Transcribe, without alteration, the line that includes "of the tail" and each line after it until the records end, omitting all that precede it.

***

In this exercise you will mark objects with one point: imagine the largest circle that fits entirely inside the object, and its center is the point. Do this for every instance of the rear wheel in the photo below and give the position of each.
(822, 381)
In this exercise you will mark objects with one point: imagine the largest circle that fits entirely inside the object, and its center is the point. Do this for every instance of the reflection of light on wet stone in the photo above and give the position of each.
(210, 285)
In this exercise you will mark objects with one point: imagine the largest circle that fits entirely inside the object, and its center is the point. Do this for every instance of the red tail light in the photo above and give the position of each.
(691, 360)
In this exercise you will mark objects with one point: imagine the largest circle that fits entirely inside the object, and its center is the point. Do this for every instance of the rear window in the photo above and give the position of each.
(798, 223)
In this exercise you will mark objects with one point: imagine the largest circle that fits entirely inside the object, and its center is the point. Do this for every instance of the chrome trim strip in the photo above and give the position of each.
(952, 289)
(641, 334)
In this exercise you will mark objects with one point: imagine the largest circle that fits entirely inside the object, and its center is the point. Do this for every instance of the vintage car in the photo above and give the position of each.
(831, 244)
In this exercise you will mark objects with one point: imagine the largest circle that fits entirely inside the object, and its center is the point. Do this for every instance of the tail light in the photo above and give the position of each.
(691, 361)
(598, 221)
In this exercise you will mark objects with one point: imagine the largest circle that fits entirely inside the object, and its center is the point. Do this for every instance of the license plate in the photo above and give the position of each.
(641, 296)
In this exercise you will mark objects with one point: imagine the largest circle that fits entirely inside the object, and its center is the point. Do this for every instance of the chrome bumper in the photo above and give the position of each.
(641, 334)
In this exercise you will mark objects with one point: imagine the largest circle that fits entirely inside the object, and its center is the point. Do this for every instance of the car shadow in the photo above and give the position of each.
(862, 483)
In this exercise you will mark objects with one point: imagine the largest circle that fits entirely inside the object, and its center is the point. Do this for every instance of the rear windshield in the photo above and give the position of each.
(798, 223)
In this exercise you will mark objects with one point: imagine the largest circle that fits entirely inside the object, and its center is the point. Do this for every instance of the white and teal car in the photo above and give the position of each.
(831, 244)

***

**Solution for this task:**
In this exercise you will mark objects with one point: imagine the largest circle that fits entirely inside the object, and its center is the point. Do this for every instance of the tail light in the photo above and give the position of each.
(691, 361)
(598, 221)
In this exercise you will mark objects with one point: imagine the largest circle that fits entirely inside the object, and its center is the point. Do this for every instance of the license plate in the photo above and give the position of each.
(641, 296)
In this exercise you will mark objects with one point: imagine the largest circle that fits entirely inside the object, and its center is the point. Do this for every instance of the chrome bumper in the photo above and give the position of each.
(641, 334)
In this exercise you will mark objects with one point: imagine the largest circle that fits entirely inside the object, and its center is the point. Do this for every instance of the car shadow in the photo above and give the position of each.
(862, 483)
In this exercise you will mark objects with one point: imagine the largest circle that fits entirely inside the object, and its center is the point. Do this for every instance of the rear windshield in the photo above and give the position of each.
(798, 223)
In this exercise you will mark objects with one point: imagine the largest circle that fits entirely inside the object, and its center is the point. Do this for every instance of the white and teal car in the photo above and give the position of each.
(831, 244)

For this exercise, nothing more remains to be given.